[Données d'annotation d'images]
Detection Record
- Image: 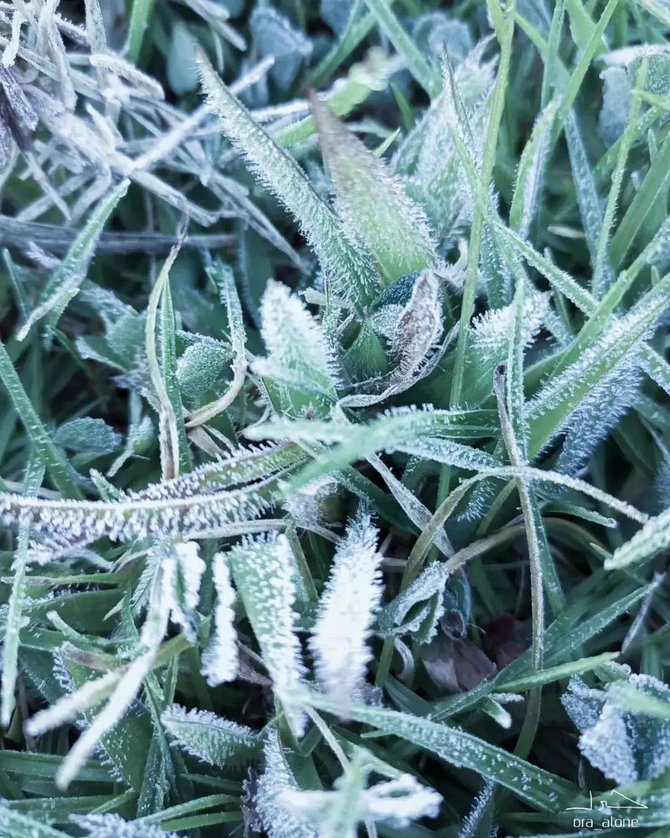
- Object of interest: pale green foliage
[563,668,670,783]
[161,704,261,768]
[200,53,379,310]
[229,535,305,733]
[0,0,670,838]
[312,97,436,281]
[310,513,382,715]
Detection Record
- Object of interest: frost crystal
[228,535,305,734]
[253,729,319,838]
[310,513,382,714]
[202,553,238,687]
[254,281,338,412]
[562,670,670,783]
[281,752,442,838]
[161,704,261,768]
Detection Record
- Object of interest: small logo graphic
[565,789,649,830]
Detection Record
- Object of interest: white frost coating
[254,730,319,838]
[579,704,639,783]
[161,704,260,768]
[70,814,178,838]
[202,553,239,687]
[605,508,670,570]
[228,534,305,735]
[391,271,443,380]
[312,97,437,280]
[310,513,382,714]
[199,56,381,311]
[280,769,442,838]
[166,541,205,643]
[24,671,121,736]
[471,292,551,360]
[0,481,268,561]
[261,281,338,397]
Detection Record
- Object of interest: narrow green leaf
[17,180,130,340]
[0,457,44,728]
[306,693,579,812]
[0,341,82,498]
[605,509,670,570]
[365,0,441,98]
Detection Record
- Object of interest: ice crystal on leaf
[228,535,305,734]
[280,752,442,838]
[161,704,261,768]
[202,553,238,687]
[253,729,319,838]
[563,671,670,783]
[310,512,382,715]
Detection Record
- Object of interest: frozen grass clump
[0,0,670,838]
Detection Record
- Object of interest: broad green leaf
[312,96,437,282]
[199,56,381,313]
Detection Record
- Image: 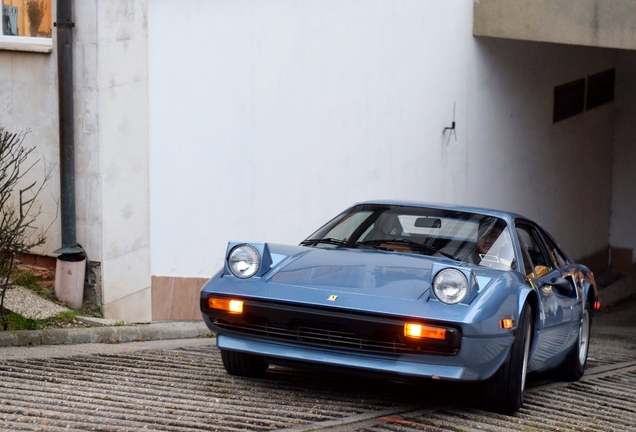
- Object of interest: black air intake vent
[552,78,585,123]
[585,69,616,110]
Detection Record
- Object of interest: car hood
[268,248,434,300]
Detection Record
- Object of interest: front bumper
[201,296,513,381]
[217,334,511,381]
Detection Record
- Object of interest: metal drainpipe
[54,0,91,296]
[54,0,84,254]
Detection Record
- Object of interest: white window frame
[0,35,53,53]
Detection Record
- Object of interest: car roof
[355,200,529,224]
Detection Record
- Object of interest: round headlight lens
[227,244,261,279]
[433,269,468,304]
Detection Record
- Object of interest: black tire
[481,304,532,414]
[221,350,268,378]
[559,301,592,381]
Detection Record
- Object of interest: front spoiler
[217,334,513,381]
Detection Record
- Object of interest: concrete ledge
[598,273,636,308]
[0,321,212,347]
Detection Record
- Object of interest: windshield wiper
[300,237,350,247]
[356,237,461,261]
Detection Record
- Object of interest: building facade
[0,0,636,321]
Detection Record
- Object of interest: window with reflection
[2,0,53,39]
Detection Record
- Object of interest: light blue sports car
[201,201,600,413]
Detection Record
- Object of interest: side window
[517,227,534,277]
[516,225,554,278]
[542,231,568,268]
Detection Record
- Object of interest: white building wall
[96,0,151,321]
[0,51,61,254]
[149,0,615,277]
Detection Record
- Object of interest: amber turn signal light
[499,318,515,329]
[404,323,446,340]
[208,297,243,314]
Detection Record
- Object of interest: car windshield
[301,204,517,270]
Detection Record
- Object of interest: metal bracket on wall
[53,21,75,28]
[442,102,457,144]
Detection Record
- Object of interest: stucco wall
[0,50,61,254]
[149,0,615,276]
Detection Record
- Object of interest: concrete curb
[0,321,212,347]
[598,273,636,308]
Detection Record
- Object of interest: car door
[515,221,576,369]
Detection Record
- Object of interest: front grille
[215,320,458,355]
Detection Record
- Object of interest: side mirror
[550,277,574,296]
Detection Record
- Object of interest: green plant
[5,312,44,330]
[0,127,51,330]
[48,310,79,324]
[13,270,44,290]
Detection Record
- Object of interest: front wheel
[482,304,532,414]
[560,301,592,381]
[221,350,268,378]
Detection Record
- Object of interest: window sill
[0,36,53,54]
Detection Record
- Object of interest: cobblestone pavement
[0,296,636,432]
[0,328,636,431]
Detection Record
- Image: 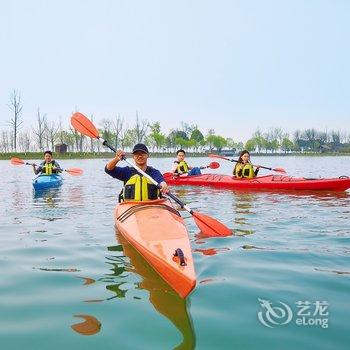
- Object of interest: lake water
[0,157,350,350]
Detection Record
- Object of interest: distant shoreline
[0,152,350,160]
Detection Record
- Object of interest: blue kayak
[33,174,63,191]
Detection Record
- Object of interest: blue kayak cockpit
[33,174,63,191]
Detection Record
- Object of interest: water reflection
[233,191,257,236]
[71,315,101,335]
[106,232,196,350]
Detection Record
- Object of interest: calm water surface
[0,157,350,350]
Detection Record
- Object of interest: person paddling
[233,150,260,179]
[32,151,62,175]
[105,143,168,201]
[171,149,201,176]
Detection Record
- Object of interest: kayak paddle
[10,157,83,176]
[208,154,287,174]
[199,162,220,169]
[71,112,232,237]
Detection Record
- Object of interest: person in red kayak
[105,143,168,201]
[233,150,260,179]
[33,151,62,175]
[171,149,201,176]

- Énoncé: Recopiez mot pour mot tout le matériel ci-dessus, sans y mettre les images.

- Réponse:
Detection Record
- Image: 
- Object of interest: pale green foliage
[563,668,670,783]
[161,704,261,768]
[200,53,379,310]
[229,535,305,733]
[0,0,670,838]
[312,97,436,281]
[310,513,382,715]
Detection Record
- Object of interest: frost crystal
[228,535,305,734]
[253,729,319,838]
[310,513,382,714]
[202,553,238,687]
[254,281,338,412]
[562,670,670,783]
[281,752,442,838]
[161,704,261,768]
Detection Record
- Object of interest: small logo graphic
[565,789,649,830]
Detection Record
- Object of interest: white frost coating
[254,730,319,838]
[579,704,639,783]
[161,704,260,768]
[70,814,178,838]
[202,553,239,687]
[605,508,670,570]
[228,534,305,735]
[391,271,443,380]
[312,97,437,280]
[310,513,382,714]
[199,56,381,311]
[280,769,442,838]
[166,541,205,643]
[24,671,121,736]
[471,292,551,360]
[0,481,268,561]
[261,281,338,397]
Detection Record
- Object of interest: narrow green leaf
[17,180,130,340]
[0,457,44,728]
[306,693,579,812]
[0,341,82,498]
[605,509,670,570]
[365,0,441,98]
Detection Record
- Object of interest: ice crystal on leaf
[228,535,305,734]
[280,752,442,838]
[161,704,261,768]
[202,553,238,687]
[253,729,319,838]
[563,671,670,783]
[310,512,382,715]
Detection Record
- Object of interest: frozen grass clump
[0,0,670,838]
Detection Record
- Object of interest: broad green leaf
[312,96,437,282]
[199,56,381,313]
Detection Record
- Image: 
- Object of interest: black air intake vent
[552,78,585,123]
[585,69,616,110]
Detection Record
- Object of interest: car hood
[268,248,434,300]
Detection Record
- Object of interest: front bumper
[201,296,513,381]
[217,334,511,381]
Detection Record
- Object of interest: metal drainpipe
[54,0,91,296]
[54,0,84,254]
Detection Record
- Object of interest: white window frame
[0,35,53,53]
Detection Record
- Object of interest: car roof
[355,200,529,224]
Detection Record
- Object of interest: round headlight lens
[227,244,261,279]
[433,269,468,304]
Detection Record
- Object of interest: black tire
[481,304,532,414]
[221,350,268,378]
[559,301,592,381]
Detection Record
- Object of interest: front spoiler
[217,334,513,381]
Detection Record
- Object of interest: concrete ledge
[598,273,636,308]
[0,321,212,347]
Detection Record
- Object of interest: windshield wiper
[300,237,350,247]
[356,237,461,261]
Detection Record
- Object of interest: building facade
[0,0,636,321]
Detection Record
- Object of interest: window with reflection
[2,0,53,39]
Detection Record
- Object of interest: light blue sports car
[201,201,600,413]
Detection Record
- Object of interest: side window
[517,227,534,277]
[516,225,554,278]
[542,231,568,268]
Detection Record
- Object of interest: white building wall
[96,0,151,321]
[0,51,61,254]
[149,0,615,277]
Detection Record
- Object of interest: amber turn signal light
[499,318,515,329]
[404,323,446,340]
[208,297,243,314]
Detection Record
- Object of interest: car windshield
[301,204,517,270]
Detection Record
- Object of interest: metal bracket on wall
[53,21,75,28]
[442,102,457,144]
Detection Record
- Object of interest: stucco wall
[0,50,61,254]
[149,0,615,276]
Detection Record
- Object of interest: concrete curb
[0,321,212,347]
[598,273,636,308]
Detection Record
- Object of interest: car door
[515,221,576,369]
Detection Record
- Object of interest: front grille
[215,320,458,355]
Detection Record
- Object of interest: side mirror
[550,277,574,296]
Detection Record
- Object of interest: green plant
[5,312,44,330]
[0,127,51,330]
[48,310,79,324]
[13,270,44,290]
Detection Record
- Object of interest: front wheel
[482,304,532,414]
[560,301,592,381]
[221,350,268,378]
Detection Record
- Object of interest: window sill
[0,36,53,54]
Detection Record
- Object of interest: cobblestone pavement
[0,296,636,432]
[0,328,636,431]
Detection Record
- Image: 
- Object of interest: lake water
[0,157,350,350]
Detection Record
- Object of interest: distant shoreline
[0,152,350,160]
Detection Record
- Object of interest: blue kayak
[33,174,63,191]
Detection Record
- Object of interest: blue kayak cockpit
[33,174,63,191]
Detection Record
- Object of interest: water reflection
[233,191,257,236]
[71,315,101,335]
[106,232,196,350]
Detection Record
- Object of interest: calm water surface
[0,157,350,350]
Detection Record
- Object of interest: person paddling
[233,150,260,179]
[32,151,62,175]
[105,143,168,201]
[171,149,201,176]
Detection Record
- Object of interest: kayak paddle
[10,157,83,176]
[208,154,287,174]
[199,162,220,169]
[71,112,232,237]
Detection Record
- Object of interest: person in red kayak
[105,143,168,201]
[233,150,260,179]
[33,151,62,175]
[171,149,201,176]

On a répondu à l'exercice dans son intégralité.